** REQUIRED ACTIONS **
1. List every person or character mentioned by name in the essay on bell hooks' Outlaw Culture, including the epigraph.
2. Answer these questions from the essay on bell hooks' Outlaw Culture:
(a) To which character is the epigraph attributed?
(b) According to the essay, what does hooks say cultural criticism merges?
(c) Which pages are cited for hooks' claim that such critique is elemental in the challenge against domination?
3. Carry on the essay on bell hooks' Outlaw Culture from its last sentence.

** DOCUMENT TEXT **
## Start
“We’d All Be Good if We Just Could”:
Cultural Revolution, Love, Freedom, and Other Platitudes in hooks' Outlaw Culture

“We would be good, instead of base
But this old world is not that kind of place.”

--J. J. Peachum, “On the Uncertainty of Human Circumstances” from Bertolt Brecht’s The Threepenny Opera

 

In the introduction to her book, Outlaw Culture: Resisting Representations, bell hooks attempts to define and to promote the practice of cultural criticism.  Citing her passion for universal “critical consciousness,” she asserts that cultural criticism is the process of
“[m]erging critical thinking in everyday life with knowledge learned in books and through study” (2).  Further, she states that such critique is elemental in the challenge against domination, most particularly that nefarious, omnipresent scourge of domination perpetuated by the white male elite, that inhumane colonialist matrix which insidiously makes this world so unbearable and so downright unjust to live in (2-3).
## End
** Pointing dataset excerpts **
## Start
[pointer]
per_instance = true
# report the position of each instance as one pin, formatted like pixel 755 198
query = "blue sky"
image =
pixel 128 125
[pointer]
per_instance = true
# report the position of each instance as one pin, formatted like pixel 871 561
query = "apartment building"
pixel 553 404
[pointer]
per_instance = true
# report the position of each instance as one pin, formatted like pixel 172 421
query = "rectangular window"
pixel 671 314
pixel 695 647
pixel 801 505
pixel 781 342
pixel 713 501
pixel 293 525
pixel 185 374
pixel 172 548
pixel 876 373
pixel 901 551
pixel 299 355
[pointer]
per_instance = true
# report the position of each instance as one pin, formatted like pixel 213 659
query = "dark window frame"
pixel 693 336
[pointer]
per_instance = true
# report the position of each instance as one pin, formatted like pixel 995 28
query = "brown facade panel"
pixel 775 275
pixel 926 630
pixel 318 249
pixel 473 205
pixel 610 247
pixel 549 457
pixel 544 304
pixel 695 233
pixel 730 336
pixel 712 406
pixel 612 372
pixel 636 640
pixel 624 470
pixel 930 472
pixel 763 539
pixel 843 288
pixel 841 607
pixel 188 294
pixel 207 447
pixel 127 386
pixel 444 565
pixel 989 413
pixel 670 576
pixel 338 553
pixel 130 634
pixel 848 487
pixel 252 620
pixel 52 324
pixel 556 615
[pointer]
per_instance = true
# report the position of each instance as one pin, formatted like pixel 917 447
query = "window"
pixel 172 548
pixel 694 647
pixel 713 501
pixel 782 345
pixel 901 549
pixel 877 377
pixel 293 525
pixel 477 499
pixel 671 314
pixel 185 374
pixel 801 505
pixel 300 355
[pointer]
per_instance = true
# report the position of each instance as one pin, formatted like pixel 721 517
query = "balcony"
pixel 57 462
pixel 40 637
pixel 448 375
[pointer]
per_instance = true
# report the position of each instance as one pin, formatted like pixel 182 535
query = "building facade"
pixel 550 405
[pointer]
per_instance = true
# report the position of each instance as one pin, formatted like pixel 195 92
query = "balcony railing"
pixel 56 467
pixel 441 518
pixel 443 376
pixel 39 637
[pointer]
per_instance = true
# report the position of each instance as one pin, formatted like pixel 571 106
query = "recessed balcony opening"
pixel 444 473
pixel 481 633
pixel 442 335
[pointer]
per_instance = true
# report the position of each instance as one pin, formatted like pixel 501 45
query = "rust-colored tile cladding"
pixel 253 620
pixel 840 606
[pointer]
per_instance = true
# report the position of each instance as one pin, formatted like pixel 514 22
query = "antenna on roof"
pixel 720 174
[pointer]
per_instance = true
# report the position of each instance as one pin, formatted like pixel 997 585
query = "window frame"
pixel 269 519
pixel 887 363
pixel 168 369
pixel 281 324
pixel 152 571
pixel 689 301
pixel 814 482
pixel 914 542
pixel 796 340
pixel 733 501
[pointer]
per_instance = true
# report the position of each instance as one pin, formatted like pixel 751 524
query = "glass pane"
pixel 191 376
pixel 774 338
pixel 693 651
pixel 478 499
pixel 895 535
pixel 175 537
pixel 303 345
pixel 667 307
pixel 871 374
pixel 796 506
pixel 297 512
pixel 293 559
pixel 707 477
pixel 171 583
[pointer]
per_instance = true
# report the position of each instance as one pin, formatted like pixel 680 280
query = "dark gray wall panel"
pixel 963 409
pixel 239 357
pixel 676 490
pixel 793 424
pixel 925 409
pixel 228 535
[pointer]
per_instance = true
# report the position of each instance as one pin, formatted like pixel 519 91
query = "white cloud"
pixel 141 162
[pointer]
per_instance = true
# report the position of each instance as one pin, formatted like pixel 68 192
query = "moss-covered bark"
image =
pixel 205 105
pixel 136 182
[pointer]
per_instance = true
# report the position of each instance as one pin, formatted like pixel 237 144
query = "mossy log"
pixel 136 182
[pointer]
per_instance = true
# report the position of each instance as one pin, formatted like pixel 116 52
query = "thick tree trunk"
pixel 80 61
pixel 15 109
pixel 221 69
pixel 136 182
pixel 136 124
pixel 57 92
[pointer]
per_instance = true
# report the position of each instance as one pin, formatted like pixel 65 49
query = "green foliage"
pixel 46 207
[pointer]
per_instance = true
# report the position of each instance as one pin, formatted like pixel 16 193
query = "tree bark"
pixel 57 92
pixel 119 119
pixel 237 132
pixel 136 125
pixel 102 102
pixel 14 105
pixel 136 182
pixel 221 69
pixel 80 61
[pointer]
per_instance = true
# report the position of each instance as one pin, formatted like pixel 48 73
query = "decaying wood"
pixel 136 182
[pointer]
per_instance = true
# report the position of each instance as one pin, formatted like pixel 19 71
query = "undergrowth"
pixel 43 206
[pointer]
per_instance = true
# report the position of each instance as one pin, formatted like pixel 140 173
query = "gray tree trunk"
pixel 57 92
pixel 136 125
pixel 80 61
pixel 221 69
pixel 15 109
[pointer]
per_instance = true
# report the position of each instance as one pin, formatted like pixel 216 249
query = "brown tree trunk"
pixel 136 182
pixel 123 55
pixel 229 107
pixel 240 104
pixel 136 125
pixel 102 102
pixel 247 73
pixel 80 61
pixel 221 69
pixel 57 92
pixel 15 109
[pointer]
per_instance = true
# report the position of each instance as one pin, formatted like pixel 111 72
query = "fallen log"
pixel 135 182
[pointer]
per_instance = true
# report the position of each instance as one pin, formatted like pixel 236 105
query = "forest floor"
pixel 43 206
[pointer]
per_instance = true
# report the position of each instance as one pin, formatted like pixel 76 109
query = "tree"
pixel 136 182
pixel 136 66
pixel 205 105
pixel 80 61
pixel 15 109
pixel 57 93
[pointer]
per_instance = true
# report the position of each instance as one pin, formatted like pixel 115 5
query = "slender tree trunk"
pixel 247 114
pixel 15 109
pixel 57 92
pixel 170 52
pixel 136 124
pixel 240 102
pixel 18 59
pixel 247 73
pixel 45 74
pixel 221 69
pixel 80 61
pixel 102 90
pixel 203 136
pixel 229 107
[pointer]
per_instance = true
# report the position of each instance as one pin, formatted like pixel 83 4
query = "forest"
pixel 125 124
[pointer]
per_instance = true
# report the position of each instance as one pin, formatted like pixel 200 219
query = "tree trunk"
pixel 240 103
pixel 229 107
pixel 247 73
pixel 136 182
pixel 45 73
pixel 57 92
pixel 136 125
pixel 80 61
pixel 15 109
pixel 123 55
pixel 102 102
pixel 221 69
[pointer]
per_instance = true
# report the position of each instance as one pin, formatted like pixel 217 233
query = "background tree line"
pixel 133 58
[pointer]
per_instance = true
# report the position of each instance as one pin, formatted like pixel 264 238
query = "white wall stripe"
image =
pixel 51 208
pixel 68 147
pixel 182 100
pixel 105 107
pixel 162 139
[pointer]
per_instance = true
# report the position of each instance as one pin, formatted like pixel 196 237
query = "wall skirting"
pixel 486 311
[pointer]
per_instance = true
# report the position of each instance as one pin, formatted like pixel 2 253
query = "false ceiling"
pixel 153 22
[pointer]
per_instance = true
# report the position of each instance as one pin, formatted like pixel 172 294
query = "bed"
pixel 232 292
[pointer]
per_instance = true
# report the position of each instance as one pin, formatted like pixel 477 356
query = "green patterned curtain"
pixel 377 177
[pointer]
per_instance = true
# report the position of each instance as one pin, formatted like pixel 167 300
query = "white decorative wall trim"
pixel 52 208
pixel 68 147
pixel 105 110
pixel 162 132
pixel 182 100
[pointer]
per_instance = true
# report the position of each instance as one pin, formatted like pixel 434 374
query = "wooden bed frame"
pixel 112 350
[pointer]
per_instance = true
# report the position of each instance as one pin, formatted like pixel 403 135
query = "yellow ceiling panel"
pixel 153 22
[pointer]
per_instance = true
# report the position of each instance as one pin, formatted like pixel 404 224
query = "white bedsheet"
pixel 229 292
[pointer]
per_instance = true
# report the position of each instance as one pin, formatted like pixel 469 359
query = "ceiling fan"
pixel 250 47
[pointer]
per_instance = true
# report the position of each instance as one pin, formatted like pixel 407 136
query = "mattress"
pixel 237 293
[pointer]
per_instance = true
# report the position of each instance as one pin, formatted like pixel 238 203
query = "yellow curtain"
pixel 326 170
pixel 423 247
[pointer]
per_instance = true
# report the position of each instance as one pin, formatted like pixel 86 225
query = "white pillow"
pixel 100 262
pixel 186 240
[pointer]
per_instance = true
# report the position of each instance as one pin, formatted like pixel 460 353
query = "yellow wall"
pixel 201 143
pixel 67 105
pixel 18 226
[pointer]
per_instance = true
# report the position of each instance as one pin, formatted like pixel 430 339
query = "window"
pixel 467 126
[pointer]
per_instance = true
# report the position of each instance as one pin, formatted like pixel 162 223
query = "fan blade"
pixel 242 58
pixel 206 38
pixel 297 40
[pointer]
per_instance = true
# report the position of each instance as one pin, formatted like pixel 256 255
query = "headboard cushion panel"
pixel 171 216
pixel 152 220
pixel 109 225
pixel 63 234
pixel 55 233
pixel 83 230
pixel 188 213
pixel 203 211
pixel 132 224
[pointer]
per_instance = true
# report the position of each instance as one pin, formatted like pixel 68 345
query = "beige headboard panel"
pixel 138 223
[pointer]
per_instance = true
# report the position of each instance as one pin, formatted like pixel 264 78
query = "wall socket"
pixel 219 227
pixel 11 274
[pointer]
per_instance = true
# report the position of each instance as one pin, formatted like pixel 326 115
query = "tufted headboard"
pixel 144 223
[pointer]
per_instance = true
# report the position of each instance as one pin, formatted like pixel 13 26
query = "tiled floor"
## End
** TASK-BY-TASK OUTPUTS **
1.
J. J. Peachum
Bertolt Brecht
bell hooks

2.
(a) J. J. Peachum, in "On the Uncertainty of Human Circumstances" from Bertolt Brecht's The Threepenny Opera.
(b) Critical thinking in everyday life with knowledge learned in books and through study.
(c) Pages 2-3.

3.
Specifically, hooks’ method is based upon the crossing of rigid, traditional scholastic “borders” in order to attempt a cultural revolt for and by the masses.  Nonetheless, despite her “radical” élan, a reader gleans the pseudo-missionary zeal of her exclusivity, an exclusivity which can be regarded as no more or less than a shifting of masters and an ineffectual grasping after a specious ideology of superhuman love.  Implicitly speaking from the position of an infiltrator, more specifically an illegal alien, at the borders of academia (3), hooks wants to “decolonize” not only discourse but culture as well.  She intends to do this by enacting some colonizing of her own, more or less forcing everyone “to do everything differently” (7).  Simply stated, bell hooks wants things her way.  She wants to create “a just [,] more humane world” on her own terms, and her quasi-credible intellectual battle cry against “the underlying metaphysics of white supremacist capitalist patriarchy” is only the means to a deceptive all-consuming equity without remainder.  That is, she restates a still popular pipedream—total justice and freedom for all.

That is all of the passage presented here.